* STUDY TEXT *
────────────────────────────────────────

Red Cross joins coalition calling for action on food availability and affordability.
Tuesday November 29, 2016
Red Cross has joined with health and community organisations to call for urgent action to improve the availability and affordability of nutritious food for Aboriginal and Torres Strait Islander people.
The coalition includes the Dietitians Association of Australia, Indigenous Allied Health Australia, the National Heart Foundation of Australia, the Public Health Association of Australia and the Victorian Aboriginal Community Controlled Health Organisation.
On Tuesday 29 November the coalition released a blueprint for improving food security at Parliament House in Canberra. Red Cross CEO Judy Slatyer joined other leaders to call for sustained action from all levels of government as well as non-government organisations to work with Aboriginal and Torres Strait Islander people on solutions.

────────────────────────────────────────

* DATASET *
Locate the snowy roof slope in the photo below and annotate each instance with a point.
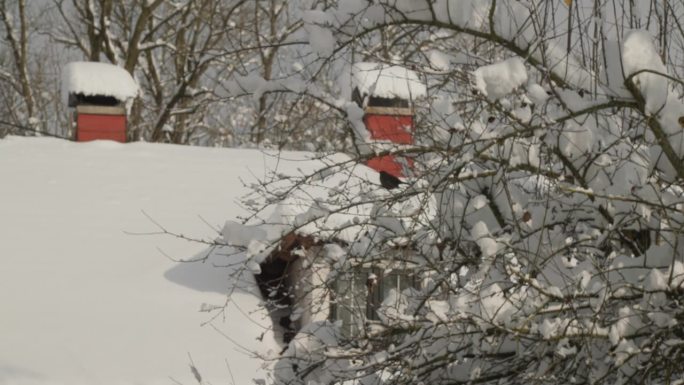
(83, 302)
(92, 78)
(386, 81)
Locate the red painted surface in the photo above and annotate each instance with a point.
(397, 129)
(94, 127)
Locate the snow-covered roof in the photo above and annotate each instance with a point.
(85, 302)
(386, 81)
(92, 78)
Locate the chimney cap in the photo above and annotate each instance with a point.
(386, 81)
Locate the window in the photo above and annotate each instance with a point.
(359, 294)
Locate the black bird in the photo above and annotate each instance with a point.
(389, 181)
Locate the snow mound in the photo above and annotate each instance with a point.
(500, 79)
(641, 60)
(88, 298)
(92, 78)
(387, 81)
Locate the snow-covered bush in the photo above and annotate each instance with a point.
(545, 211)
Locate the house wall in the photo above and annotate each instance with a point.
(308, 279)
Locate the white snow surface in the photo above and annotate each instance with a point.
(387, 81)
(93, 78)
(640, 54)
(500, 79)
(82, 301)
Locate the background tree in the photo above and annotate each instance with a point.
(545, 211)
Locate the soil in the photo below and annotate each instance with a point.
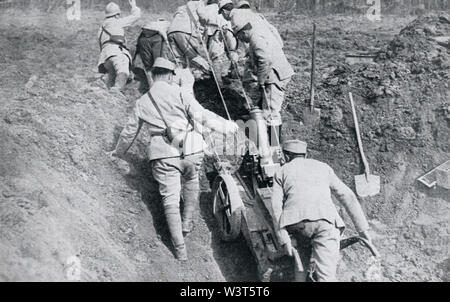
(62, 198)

────────────────────────────────────────

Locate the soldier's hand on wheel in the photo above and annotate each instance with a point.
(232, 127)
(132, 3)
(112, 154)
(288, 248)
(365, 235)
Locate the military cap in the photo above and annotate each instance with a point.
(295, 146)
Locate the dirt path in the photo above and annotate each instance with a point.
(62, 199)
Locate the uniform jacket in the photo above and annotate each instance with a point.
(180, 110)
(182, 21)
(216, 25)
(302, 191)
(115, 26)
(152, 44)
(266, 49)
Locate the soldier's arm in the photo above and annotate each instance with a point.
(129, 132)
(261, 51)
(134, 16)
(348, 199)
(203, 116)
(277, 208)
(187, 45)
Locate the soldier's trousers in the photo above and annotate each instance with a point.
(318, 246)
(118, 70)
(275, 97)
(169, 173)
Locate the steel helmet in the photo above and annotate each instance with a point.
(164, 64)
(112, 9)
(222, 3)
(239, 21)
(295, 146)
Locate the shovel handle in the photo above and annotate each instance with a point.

────────────────────────────────────────

* GOAL OF THE EXERCISE *
Answer these questions about the article on food availability and affordability:
1. Who is named as the Red Cross CEO?
2. Where did the coalition release its blueprint for improving food security?
3. Which Victorian organization is listed as a member of the coalition?

* FINAL ANSWER *
1. Judy Slatyer
2. Parliament House in Canberra
3. The Victorian Aboriginal Community Controlled Health Organisation